STATED PROBLEM: List every line in the records below that contains the word "trunk", copying each line in full. Case counts.

━━ SUPPLIED RECORDS

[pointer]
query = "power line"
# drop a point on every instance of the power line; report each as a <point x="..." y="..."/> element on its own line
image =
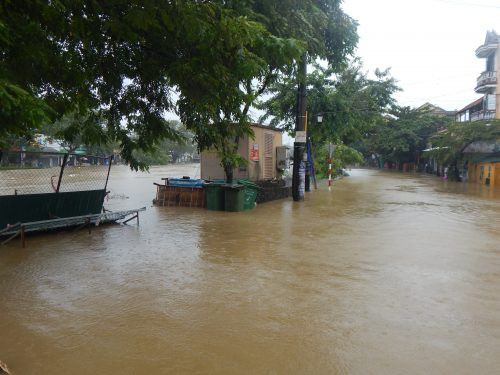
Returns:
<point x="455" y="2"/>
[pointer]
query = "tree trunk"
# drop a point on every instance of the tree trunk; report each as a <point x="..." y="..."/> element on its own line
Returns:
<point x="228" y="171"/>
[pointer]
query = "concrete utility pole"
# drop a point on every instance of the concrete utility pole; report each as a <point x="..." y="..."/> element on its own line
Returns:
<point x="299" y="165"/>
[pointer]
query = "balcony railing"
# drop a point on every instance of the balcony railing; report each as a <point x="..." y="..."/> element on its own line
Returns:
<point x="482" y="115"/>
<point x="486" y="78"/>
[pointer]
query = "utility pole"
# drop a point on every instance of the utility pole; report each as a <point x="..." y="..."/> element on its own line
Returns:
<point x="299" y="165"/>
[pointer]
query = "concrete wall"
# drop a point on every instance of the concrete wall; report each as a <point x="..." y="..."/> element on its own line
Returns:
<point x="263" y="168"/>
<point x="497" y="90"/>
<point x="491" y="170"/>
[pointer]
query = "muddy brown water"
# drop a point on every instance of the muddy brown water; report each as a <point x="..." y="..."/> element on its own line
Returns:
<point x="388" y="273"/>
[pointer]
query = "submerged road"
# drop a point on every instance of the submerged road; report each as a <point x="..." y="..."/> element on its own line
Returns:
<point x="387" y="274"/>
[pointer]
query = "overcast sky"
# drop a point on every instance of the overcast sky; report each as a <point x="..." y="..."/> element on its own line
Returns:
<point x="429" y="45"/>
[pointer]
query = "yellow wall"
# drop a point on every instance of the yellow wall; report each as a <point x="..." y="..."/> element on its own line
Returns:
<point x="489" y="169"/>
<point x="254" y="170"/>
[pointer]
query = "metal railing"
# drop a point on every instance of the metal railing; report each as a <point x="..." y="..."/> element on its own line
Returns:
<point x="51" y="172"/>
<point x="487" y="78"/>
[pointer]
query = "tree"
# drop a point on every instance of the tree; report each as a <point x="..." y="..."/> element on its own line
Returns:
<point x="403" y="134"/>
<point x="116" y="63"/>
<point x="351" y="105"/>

━━━━
━━ SUPPLIED RECORDS

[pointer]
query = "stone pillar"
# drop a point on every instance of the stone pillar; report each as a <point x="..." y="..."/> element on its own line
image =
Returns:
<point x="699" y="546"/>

━━━━

WORKED ANSWER:
query = "tree trunk"
# drop a point on every instance of the tree trunk; report each as a <point x="..." y="..."/> element on its own line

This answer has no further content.